[STATED TASK]: Reproduce each of the lines below word for word, with no changes.

[MATERIALS PROVIDED]:
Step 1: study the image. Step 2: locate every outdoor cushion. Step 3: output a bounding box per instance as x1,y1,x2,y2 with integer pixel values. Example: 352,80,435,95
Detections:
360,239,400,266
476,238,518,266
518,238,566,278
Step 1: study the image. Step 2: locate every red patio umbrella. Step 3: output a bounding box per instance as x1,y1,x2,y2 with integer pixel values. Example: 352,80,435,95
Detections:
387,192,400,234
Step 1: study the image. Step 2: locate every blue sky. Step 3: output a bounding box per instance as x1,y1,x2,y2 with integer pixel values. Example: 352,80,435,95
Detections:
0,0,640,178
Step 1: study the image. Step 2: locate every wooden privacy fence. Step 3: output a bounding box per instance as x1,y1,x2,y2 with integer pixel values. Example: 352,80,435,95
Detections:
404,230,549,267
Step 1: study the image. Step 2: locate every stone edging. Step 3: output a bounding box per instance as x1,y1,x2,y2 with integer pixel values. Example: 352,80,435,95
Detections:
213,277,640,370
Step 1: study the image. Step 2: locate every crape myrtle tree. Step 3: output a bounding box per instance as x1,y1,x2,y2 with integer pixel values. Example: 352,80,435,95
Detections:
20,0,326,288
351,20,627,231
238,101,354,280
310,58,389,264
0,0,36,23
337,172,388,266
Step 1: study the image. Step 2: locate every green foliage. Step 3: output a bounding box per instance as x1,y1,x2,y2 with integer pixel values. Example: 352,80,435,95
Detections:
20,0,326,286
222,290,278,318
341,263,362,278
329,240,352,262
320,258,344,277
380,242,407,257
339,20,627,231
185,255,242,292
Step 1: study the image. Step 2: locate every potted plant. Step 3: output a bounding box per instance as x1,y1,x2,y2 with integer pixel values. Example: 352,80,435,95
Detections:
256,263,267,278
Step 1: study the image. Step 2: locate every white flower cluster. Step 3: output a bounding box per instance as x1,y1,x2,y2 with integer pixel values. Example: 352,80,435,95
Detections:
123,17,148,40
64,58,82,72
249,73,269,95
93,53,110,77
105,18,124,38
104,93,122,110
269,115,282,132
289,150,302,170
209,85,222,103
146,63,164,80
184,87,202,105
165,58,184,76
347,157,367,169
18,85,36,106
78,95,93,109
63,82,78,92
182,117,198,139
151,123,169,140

[RESPONSE]:
Step 1: study the image. Step 2: locate every outdoor cushion. Step 3: output a bounding box per instance as x1,y1,x2,y2 with integer pixel values. Example: 352,80,435,95
Detections:
360,239,400,266
476,238,518,266
518,238,566,278
Step 1: study the image. Step 2: locate every red patio umbrella. Step 3: output a bounding box per instance as x1,y1,x2,y2 with integer pixel values. Example: 352,80,435,95
Detections:
387,192,400,234
Step 1: study the image. Step 2: locate every blue sky. Step 3: output a bounding box per instance as x1,y1,x2,y2 with integer pixel values. Example: 352,80,435,95
Detections:
0,0,640,178
Step 1: study the image. Step 2: locate every wooden privacy fence. Step 3: output a bounding box per instance as x1,y1,x2,y2 with integer pixel values. Example: 352,80,435,95
Detections:
404,230,549,267
Step 1: study the image. Step 2: locate every stone edging. Step 3: output a bounding box per instance as x1,y1,x2,y2 with integer pixel values. Example: 352,80,435,95
Detections:
213,277,640,370
Step 1: study the image. Step 2: locate every crape myrtle tree. Step 3: output a bounding box per instance as x1,y1,x2,y2 with integer pixel values. Example: 352,80,435,95
Detections:
20,0,326,288
351,20,627,231
238,101,354,280
310,58,389,264
0,0,36,23
337,172,388,266
Step 1: study the image. Step 2: locate every green foliage. Step 3: output a bounding box per instance as x1,y1,x2,y2 with integer pixel values. Example: 352,80,435,95
Detections:
20,0,326,286
222,290,278,318
341,263,362,278
329,240,352,262
320,258,344,277
380,242,407,257
339,20,627,231
185,255,242,292
Step 1: study the image. Step 2: locate every potted plant. Step 3: output a bounding box per instance as x1,y1,x2,y2 with integer pixel values. Example: 352,80,435,95
Detections:
256,263,267,278
Step 1: study the image. Step 2: locate every white flower cluster. Step 3: output a bounding box per instance as x1,y1,x2,y2 with integer pixel values. Example: 352,80,435,95
Detections:
123,17,148,40
64,58,82,72
249,73,269,95
93,53,110,77
105,18,124,38
104,93,122,110
269,115,282,132
289,150,302,170
209,85,222,103
146,63,164,80
184,87,202,105
165,58,184,76
347,157,367,169
18,85,36,106
78,95,93,109
63,82,78,92
182,117,198,139
151,123,169,140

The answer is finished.